Given task A — According to the footnotes on Clement and Eusebius, why is the reading diadoxhj kept instead of didaxhj? Answer in one to three sentences.

Text excerpt —
174 Upon Clement of Rome and his relation to the apostles, see Bk. III. chap. 4, note 19.

175 On Clement’s Hypotyposes, see Bk. VI. chap. 13, note 3. The passage in which he mentions Pantaenus by name has not been preserved. Eusebius repeats the same statement in Bk. VI. chap. 13, §1.

176 touj emfanesterouj hj kateilhfen apostolikhj diadoxhj epishmainomenoj. Rufinus reads apostolicae praedicationis instead of successionis. And so Christophorsonus and Valesius adopt didaxhj instead of diadoxhj, and translate doctrinae. Butdiadoxhj is too well supported by ms. authority to be rejected; and though the use of the abstract “succession,” instead of the concrete “successors,” seems harsh, it is employed elsewhere in the same sense by Eusebius (see Bk. I. chap. 1, §1).

177 Strom. I. 1.

178 i.e. his Stromata.

Object point labels —

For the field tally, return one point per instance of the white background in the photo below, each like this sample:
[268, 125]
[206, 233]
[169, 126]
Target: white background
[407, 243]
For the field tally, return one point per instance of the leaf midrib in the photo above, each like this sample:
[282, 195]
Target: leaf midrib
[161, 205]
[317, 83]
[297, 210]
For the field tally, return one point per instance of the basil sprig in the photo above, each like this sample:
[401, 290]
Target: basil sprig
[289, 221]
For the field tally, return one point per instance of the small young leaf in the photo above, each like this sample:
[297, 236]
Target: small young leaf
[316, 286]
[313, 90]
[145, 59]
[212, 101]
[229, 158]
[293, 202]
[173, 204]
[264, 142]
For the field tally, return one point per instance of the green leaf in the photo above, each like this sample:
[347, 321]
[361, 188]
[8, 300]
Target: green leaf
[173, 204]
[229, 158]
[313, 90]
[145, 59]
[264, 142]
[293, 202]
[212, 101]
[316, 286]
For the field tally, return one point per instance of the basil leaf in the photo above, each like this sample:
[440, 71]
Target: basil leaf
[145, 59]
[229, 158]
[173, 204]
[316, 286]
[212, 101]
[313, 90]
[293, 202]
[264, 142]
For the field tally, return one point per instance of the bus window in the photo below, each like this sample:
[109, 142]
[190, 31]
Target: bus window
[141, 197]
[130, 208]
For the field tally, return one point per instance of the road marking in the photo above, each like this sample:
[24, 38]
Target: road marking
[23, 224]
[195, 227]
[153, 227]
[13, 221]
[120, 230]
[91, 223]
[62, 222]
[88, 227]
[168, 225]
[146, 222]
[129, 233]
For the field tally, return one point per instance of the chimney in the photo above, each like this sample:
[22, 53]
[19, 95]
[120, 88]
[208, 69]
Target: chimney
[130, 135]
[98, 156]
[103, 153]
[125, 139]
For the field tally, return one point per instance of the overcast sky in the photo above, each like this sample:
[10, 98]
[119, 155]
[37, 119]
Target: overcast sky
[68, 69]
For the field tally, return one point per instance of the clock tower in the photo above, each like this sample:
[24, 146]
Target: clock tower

Given task B — Rewrite the records from the line containing "of the chimney" through the end of the records, inclusive, and keep the requests. Shift every coordinate in the answer points by adding 126 to each number.

Written answer A — The reading diadoxhj has too much manuscript support to be rejected. Using the abstract "succession" for the concrete "successors" seems harsh, but Eusebius uses the word in the same sense elsewhere (Bk. I. chap. 1, §1).

Written answer B —
For the field tally, return one point per instance of the chimney in the photo above, each like this sample:
[22, 53]
[19, 95]
[120, 88]
[208, 69]
Target: chimney
[256, 261]
[224, 282]
[229, 279]
[251, 265]
For the field tally, return one point per instance of the overcast sky in the photo above, each like this sample:
[10, 98]
[119, 155]
[37, 119]
Target: overcast sky
[194, 195]
For the field tally, return one point per instance of the clock tower in the photo above, each like this sample:
[24, 146]
Target: clock tower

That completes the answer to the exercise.